• _TASK GOAL_
Go through the lines below. Copy those with "each".

Point-per-instance localization data:

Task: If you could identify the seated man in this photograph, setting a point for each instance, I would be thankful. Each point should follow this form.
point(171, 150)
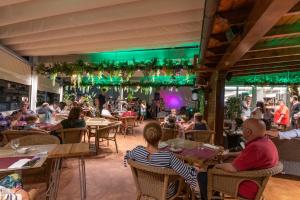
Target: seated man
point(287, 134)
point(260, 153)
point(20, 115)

...

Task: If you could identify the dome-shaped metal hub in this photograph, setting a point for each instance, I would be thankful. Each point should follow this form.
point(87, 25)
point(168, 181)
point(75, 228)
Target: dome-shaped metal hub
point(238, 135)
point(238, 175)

---

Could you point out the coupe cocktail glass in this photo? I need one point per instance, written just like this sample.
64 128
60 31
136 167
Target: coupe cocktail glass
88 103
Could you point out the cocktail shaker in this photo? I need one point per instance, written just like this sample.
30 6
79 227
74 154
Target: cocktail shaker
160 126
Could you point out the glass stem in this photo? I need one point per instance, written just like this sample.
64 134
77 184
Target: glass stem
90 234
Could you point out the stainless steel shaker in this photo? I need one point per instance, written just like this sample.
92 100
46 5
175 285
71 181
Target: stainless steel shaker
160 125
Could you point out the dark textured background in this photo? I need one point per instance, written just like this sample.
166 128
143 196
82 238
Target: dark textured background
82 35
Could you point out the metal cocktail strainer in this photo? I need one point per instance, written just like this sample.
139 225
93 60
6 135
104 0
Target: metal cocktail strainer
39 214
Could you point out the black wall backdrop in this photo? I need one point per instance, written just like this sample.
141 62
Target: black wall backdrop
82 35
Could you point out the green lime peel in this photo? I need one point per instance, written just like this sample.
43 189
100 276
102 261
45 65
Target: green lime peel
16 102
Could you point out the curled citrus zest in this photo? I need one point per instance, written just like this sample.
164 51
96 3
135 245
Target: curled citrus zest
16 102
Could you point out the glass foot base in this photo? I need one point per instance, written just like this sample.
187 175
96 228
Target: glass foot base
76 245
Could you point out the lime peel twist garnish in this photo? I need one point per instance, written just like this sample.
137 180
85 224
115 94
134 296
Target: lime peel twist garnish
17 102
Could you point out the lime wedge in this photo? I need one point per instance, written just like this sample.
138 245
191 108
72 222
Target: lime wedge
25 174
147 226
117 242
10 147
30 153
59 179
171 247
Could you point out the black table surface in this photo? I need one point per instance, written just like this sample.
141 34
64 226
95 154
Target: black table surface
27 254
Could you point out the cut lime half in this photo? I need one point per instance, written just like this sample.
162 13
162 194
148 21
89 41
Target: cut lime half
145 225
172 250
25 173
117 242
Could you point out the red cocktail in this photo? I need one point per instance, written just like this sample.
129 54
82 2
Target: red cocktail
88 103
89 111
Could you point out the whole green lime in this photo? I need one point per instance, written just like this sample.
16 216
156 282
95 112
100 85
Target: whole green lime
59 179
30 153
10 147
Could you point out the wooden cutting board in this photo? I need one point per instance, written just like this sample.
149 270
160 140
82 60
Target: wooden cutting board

• _RESULT OF THIS TASK_
Task: If you could identify the seated man in this photograph, setting a point for each instance, I would be thankful. Each point should follow this form.
Task: If you could identify the dome-shaped metal hub in this photograph, setting a point for each instance, I would be thankful. Each point should follow this form.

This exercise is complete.